--- Given text ---
"""
Monday 18 July 2016

3 simple rules for bioinformatics file formats

1. Don't create a new file format when an existing one would work.
2. Put version information in a header
3. Structure your data so it's possible to read with a computer
#1 is to Maximise interoperability - every time you create a new file format, you slow someone down as they need to write new parsers or convert it to something they can use.
Need a list of genomic ranges? Put them in a bed file so I can use my existing scripts or visualise them in a genome browser. Why do so many variant callers have their own format, or write VCF files that don't obey the spec?
#2 is so you know what a file contains
Gene annotations are critical for a huge amount of work. So, which version of the constantly updating annotations is contained in this GTF file? I have no idea...
FastQ files store sequencing reads, with letters representing different quality scores. Illumina took this file format, which has no header to store file format version, and made 4 different versions of the file where the letters map to subtly different things. Don't be like Illumina.
#3 is to allow others to build on your knowledge
Biology is way too complicated for a single human brain to understand.... so let's store our understanding in human language so computers can't understand it either!
A lot of biologists spend their whole careers working on a handful of genes, then writing up that information in journals written for other biologists to read. Storing information about one gene in English is fine. Storing information about 20,000 genes in plain English is madness.
Storing data in an unstructured way makes asking questions such as "find me all of the genes that are like X" difficult if not impossible.
Since scientists are rewarded for writing papers not keeping data open, structured and up to date, public efforts stagnate and fall out of date. This has left open a business model of paying an army of people to read and summarise the literature in a database. Too bad it's now proprietary information.
"""
--- Task requirements ---
[1] According to the file formats post, in what kind of file should a list of genomic ranges be stored?
[2] Summarize the file formats post in two sentences.
[3] In the file formats post, rewrite the stretch from "#2 is so you" through "be like Illumina.", changing "critical" to "essential".
Complete each task using only the file formats post.

--- Supplied entries ---
"""
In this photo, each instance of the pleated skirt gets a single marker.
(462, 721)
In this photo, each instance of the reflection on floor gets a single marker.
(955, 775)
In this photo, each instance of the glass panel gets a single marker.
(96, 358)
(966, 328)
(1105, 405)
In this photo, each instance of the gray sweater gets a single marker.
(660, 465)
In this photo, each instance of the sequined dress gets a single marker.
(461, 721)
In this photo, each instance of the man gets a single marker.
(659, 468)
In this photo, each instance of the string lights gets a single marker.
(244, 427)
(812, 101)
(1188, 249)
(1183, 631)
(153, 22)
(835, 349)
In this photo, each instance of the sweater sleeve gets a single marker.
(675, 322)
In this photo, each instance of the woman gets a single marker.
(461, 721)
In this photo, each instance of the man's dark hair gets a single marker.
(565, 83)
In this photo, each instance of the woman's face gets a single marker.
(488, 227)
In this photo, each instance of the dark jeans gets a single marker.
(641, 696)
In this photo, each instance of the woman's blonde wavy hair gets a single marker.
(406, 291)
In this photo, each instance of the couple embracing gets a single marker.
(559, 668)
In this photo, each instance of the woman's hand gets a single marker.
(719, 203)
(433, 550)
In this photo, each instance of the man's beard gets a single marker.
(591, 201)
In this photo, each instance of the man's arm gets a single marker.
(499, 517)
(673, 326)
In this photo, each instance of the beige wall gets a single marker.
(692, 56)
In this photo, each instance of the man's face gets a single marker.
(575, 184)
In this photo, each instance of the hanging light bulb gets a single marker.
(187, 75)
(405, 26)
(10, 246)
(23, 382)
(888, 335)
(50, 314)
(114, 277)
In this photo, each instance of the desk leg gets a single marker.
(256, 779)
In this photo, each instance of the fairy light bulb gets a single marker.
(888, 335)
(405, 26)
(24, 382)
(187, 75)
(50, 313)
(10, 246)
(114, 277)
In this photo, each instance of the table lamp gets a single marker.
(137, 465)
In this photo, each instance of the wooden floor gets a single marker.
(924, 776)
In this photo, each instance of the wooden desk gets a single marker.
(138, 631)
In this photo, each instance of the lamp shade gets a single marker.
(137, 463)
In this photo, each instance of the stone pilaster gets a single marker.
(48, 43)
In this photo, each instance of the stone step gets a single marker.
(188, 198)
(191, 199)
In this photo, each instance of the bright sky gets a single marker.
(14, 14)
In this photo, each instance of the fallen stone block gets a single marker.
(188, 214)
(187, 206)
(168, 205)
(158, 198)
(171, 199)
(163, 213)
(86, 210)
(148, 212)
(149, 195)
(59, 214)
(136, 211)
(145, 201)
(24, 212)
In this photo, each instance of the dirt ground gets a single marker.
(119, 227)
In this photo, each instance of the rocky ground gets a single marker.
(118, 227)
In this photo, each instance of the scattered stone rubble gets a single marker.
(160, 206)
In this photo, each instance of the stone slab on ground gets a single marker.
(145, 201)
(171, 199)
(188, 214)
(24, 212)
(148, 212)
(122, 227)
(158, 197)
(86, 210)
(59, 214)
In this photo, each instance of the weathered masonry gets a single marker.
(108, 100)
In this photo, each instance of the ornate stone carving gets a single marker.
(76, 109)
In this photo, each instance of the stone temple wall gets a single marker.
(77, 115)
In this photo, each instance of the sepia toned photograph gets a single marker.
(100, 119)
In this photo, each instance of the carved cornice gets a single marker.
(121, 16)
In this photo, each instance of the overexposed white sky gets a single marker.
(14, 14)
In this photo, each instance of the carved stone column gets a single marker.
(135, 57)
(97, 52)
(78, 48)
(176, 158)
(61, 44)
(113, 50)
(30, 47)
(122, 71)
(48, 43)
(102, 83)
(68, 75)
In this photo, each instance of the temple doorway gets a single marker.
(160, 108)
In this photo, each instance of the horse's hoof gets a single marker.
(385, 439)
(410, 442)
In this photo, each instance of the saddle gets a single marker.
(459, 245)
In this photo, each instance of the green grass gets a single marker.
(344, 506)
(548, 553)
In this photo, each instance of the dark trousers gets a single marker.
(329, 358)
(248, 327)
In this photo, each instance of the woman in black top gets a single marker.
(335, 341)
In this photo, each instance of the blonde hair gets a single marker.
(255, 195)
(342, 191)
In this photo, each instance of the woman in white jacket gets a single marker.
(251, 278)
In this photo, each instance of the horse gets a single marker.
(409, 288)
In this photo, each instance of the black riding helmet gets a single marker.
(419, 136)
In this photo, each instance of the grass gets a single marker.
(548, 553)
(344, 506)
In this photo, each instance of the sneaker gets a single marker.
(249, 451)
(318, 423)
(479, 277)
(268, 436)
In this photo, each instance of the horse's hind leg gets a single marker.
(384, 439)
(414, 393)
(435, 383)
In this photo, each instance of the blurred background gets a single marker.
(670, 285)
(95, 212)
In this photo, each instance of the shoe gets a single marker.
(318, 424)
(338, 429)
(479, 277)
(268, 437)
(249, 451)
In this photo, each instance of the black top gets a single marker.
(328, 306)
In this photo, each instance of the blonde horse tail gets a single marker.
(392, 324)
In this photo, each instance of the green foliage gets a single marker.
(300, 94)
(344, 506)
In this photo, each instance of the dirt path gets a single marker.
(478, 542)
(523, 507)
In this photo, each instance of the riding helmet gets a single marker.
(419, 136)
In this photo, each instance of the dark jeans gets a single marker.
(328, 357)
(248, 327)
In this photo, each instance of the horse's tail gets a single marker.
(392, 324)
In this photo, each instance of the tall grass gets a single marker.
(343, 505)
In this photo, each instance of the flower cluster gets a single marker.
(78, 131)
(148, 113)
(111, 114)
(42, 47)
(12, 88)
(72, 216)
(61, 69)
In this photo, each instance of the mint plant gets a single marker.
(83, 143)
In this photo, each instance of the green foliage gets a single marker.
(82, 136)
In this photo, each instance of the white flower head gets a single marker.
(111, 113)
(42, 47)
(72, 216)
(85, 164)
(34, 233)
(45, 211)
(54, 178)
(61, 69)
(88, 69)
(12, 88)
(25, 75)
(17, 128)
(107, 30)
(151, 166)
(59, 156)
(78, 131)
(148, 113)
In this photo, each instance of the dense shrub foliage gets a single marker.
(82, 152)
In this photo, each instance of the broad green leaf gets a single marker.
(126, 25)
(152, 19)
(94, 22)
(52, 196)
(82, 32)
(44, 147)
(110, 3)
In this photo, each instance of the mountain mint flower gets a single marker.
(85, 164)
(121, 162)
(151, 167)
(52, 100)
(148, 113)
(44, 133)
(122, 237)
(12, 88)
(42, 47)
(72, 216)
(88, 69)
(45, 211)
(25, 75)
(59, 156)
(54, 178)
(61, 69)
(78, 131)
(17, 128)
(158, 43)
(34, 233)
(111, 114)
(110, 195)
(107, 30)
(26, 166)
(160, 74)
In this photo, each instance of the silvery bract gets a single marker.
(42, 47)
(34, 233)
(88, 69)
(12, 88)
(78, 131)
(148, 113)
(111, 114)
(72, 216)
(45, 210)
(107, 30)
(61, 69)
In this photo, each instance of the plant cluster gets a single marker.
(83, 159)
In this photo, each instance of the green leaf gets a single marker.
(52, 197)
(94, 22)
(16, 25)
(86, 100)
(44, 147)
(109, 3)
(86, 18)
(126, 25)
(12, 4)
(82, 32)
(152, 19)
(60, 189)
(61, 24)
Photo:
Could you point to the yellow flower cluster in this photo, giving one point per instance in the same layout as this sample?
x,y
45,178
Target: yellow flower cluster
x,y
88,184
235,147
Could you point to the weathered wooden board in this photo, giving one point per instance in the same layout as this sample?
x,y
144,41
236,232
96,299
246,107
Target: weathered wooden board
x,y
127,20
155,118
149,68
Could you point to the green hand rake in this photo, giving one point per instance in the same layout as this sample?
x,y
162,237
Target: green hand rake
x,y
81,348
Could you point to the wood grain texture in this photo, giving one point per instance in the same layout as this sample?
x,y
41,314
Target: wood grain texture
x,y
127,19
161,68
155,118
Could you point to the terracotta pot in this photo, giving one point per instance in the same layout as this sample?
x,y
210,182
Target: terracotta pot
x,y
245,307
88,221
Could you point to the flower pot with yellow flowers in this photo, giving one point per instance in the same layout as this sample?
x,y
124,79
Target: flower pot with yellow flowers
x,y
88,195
"""
--- Answers below ---
[1] A bed file.

[2] The post gives three rules for bioinformatics file formats: do not create a new format when an existing one would work, put version information in a header, and structure data so that a computer can read it. It supports these rules with examples such as an unknown annotation version in a GTF file, Illumina's four different versions of FastQ, and information on thousands of genes stored in plain English.

[3]
#2 is so you know what a file contains
Gene annotations are essential for a huge amount of work. So, which version of the constantly updating annotations is contained in this GTF file? I have no idea...
FastQ files store sequencing reads, with letters representing different quality scores. Illumina took this file format, which has no header to store file format version, and made 4 different versions of the file where the letters map to subtly different things. Don't be like Illumina.